>>>

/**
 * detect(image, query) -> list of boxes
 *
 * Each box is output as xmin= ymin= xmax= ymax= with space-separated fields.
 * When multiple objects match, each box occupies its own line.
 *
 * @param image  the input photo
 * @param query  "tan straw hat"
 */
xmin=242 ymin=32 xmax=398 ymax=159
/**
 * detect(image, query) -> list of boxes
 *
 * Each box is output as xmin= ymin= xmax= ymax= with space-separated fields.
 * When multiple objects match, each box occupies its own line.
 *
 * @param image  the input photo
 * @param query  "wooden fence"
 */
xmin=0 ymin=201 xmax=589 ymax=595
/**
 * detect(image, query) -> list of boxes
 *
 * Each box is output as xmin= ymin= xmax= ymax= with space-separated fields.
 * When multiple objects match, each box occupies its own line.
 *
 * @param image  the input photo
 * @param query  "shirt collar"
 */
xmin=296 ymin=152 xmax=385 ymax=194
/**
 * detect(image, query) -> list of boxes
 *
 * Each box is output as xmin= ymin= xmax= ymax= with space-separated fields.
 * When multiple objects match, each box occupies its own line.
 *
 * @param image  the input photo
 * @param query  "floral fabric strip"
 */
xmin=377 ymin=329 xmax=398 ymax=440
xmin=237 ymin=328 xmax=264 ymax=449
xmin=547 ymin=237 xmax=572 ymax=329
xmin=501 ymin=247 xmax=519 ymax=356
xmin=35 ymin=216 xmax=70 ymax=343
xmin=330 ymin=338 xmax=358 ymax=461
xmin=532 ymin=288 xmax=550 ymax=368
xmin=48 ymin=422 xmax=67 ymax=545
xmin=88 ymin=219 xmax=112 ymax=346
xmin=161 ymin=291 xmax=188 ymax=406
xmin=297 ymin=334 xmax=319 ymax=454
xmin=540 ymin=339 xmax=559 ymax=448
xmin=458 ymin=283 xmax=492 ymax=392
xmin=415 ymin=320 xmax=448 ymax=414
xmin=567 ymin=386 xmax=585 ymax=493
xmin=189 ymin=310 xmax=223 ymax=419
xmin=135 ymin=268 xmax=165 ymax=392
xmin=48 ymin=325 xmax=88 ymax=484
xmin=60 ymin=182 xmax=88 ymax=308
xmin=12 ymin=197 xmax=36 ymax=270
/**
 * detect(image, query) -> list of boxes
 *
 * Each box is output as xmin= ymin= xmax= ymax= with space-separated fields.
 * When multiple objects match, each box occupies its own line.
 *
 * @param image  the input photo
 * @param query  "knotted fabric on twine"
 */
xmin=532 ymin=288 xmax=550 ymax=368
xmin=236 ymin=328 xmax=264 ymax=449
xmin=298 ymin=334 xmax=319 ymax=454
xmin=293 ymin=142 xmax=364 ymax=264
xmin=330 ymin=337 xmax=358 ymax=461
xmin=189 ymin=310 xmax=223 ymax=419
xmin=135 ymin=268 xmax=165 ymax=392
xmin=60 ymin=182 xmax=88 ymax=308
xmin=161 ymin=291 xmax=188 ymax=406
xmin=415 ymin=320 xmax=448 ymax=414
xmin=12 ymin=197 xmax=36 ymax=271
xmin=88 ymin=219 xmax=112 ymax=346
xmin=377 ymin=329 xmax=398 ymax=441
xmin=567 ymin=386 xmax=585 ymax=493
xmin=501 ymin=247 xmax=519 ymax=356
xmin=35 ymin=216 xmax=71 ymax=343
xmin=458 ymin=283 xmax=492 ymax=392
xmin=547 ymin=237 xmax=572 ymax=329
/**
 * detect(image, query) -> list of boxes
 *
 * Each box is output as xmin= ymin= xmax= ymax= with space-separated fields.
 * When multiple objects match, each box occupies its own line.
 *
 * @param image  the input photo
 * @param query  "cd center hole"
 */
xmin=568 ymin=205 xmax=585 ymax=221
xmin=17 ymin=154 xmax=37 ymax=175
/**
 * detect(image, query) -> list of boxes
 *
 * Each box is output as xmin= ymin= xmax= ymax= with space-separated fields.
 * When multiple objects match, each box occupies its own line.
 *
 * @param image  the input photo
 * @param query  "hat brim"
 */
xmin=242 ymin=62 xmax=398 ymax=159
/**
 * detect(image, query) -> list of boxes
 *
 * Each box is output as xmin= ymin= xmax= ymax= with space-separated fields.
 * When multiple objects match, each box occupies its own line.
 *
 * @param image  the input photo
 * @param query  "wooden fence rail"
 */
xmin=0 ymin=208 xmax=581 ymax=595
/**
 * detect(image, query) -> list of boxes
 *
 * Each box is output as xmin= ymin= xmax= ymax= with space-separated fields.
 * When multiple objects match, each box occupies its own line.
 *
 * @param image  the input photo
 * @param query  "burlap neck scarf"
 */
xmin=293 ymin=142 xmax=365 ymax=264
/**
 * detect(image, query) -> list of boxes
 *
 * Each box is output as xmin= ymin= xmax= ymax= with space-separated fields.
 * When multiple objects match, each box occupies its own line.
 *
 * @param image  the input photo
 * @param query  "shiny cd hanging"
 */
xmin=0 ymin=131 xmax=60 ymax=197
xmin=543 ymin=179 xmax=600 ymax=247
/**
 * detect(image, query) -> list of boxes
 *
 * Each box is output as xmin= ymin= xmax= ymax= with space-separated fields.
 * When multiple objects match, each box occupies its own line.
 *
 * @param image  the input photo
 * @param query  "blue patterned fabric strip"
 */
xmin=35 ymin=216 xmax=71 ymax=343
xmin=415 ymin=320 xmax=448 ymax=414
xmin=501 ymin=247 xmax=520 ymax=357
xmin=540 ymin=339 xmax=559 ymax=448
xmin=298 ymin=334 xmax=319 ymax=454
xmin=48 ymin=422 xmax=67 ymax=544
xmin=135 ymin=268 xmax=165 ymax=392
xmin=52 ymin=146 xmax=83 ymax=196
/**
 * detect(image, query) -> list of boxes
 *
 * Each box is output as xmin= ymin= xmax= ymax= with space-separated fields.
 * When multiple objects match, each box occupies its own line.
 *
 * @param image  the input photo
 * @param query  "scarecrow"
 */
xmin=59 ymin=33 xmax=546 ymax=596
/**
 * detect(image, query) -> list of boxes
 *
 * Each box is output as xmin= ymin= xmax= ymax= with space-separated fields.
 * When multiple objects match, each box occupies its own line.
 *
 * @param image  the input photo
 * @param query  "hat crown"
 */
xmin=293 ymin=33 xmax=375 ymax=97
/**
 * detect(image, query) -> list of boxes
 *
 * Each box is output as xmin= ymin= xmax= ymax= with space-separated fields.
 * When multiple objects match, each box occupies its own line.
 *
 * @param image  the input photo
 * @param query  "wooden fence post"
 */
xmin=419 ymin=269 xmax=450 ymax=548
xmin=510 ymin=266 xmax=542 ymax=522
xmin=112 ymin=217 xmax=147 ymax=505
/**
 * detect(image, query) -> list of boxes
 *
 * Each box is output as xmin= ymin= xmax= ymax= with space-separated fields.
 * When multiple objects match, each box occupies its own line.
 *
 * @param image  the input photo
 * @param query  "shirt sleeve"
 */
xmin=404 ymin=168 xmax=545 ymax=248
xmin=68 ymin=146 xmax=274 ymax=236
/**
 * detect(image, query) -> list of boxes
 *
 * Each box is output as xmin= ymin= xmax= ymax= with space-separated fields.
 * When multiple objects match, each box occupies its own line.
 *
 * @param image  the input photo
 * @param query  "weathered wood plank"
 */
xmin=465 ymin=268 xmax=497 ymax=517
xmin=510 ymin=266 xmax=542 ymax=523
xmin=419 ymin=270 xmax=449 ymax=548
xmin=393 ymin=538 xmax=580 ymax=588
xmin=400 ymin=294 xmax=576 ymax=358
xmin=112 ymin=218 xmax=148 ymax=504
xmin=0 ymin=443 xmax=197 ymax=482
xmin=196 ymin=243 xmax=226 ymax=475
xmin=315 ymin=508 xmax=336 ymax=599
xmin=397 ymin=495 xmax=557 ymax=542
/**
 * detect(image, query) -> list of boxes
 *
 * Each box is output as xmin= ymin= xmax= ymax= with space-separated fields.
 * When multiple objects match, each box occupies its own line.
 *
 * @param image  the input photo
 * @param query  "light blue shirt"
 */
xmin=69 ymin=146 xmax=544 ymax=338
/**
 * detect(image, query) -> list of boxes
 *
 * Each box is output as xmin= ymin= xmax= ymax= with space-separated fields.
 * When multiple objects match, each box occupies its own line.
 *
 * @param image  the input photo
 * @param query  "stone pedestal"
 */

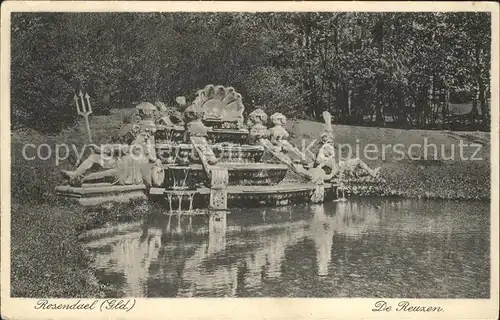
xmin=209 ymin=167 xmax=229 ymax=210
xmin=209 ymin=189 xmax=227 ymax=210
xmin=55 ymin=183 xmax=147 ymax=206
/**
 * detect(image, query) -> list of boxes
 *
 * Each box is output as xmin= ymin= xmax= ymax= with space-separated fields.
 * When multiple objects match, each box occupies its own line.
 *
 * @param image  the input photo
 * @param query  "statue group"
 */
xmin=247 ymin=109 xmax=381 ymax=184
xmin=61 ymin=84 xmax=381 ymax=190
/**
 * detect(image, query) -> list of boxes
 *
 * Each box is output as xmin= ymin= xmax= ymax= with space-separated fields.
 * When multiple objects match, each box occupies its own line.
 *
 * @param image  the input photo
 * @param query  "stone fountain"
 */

<<<
>>>

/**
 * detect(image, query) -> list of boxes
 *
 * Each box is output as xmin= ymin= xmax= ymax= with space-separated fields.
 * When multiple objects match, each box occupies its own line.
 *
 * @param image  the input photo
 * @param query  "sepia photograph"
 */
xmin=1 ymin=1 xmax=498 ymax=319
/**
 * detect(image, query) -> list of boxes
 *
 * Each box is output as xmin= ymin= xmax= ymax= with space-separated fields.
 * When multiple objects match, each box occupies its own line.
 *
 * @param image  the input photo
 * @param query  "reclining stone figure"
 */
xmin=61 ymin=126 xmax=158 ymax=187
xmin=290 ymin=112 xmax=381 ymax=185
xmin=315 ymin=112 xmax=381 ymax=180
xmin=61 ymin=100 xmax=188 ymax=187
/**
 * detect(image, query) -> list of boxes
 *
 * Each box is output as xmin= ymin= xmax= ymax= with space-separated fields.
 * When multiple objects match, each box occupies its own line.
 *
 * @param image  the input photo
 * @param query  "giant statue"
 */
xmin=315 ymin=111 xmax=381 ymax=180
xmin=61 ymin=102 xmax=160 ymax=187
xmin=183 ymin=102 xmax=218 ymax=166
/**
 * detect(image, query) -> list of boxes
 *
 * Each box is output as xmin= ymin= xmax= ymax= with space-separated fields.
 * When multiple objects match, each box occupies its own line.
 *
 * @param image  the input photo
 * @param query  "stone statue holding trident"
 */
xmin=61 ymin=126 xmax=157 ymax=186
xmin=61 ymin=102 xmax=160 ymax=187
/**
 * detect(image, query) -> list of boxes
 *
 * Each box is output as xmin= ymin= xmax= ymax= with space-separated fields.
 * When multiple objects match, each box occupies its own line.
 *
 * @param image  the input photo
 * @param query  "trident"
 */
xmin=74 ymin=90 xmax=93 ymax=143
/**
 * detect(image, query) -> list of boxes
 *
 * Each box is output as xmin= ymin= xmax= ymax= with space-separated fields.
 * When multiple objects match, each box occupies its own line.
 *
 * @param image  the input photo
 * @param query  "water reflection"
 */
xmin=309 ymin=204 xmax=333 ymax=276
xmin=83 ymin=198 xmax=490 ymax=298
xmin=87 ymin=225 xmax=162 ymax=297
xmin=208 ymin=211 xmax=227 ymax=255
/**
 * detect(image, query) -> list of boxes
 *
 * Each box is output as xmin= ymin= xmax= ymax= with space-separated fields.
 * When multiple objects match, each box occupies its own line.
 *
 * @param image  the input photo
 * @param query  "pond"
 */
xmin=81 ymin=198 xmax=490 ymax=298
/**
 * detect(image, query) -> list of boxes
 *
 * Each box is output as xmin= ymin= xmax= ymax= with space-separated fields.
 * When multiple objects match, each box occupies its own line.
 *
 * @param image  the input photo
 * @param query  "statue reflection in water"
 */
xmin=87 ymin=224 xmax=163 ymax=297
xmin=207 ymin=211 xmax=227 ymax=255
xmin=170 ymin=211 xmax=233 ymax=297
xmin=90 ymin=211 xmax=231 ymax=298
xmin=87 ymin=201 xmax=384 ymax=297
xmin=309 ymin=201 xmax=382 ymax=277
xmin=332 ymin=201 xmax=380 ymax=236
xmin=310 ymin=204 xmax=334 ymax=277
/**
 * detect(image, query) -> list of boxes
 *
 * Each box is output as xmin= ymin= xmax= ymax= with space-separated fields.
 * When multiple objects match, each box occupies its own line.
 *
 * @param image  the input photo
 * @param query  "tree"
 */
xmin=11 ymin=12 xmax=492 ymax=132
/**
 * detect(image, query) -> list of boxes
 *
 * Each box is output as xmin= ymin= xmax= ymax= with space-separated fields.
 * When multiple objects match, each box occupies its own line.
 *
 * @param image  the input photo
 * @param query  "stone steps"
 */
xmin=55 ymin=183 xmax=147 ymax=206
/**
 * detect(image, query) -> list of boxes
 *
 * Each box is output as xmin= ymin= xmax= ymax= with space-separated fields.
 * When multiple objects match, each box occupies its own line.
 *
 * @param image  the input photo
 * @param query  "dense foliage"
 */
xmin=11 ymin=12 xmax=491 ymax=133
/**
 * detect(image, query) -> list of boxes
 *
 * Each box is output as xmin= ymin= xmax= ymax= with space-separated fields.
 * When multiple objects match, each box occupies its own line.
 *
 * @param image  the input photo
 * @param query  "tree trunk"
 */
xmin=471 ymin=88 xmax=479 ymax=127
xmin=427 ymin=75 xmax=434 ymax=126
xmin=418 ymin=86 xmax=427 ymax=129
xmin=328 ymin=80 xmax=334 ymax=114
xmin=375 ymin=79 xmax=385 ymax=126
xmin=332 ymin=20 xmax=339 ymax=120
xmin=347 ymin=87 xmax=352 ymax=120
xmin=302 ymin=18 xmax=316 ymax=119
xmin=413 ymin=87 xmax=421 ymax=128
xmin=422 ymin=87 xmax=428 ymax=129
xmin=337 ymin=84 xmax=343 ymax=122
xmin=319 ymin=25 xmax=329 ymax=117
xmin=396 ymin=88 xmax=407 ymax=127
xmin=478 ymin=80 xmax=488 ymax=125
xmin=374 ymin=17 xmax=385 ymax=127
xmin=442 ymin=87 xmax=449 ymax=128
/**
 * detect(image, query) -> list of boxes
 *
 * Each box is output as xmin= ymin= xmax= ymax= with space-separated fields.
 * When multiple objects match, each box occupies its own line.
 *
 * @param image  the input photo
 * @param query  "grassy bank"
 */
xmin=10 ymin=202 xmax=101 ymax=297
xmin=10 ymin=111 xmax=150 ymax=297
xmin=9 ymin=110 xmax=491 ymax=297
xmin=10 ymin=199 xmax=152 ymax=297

<<<
>>>

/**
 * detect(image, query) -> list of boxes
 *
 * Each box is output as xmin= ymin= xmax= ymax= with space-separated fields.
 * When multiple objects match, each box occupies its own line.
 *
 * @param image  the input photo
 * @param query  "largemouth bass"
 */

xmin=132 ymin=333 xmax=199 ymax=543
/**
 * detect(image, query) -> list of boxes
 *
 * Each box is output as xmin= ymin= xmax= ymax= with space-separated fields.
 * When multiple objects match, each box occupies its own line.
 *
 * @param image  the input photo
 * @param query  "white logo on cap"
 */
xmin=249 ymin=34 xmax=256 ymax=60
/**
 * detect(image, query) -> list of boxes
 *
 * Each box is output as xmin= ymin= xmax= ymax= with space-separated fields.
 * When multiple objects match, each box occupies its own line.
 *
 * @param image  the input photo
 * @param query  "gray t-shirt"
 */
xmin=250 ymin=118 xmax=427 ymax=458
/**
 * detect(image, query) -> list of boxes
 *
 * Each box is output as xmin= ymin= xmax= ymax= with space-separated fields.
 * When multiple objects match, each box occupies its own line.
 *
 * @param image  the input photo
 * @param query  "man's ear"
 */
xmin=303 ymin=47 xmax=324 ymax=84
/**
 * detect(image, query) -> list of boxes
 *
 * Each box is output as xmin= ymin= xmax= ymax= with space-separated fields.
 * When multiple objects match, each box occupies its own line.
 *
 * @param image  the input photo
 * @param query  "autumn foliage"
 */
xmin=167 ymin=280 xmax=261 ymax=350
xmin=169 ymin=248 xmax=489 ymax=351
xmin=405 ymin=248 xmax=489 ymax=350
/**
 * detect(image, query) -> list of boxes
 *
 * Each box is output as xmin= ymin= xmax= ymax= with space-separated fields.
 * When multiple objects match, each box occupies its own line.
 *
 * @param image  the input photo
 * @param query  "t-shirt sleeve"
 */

<<<

• ACTION ITEM
Lines with the word "stone" in them: report all of these from the listing above.

• ANSWER SPACE
 * @param query  "stone pedestal"
 * @param query  "stone fountain"
 * @param query  "reclining stone figure"
 * @param query  "stone statue holding trident"
 * @param query  "stone steps"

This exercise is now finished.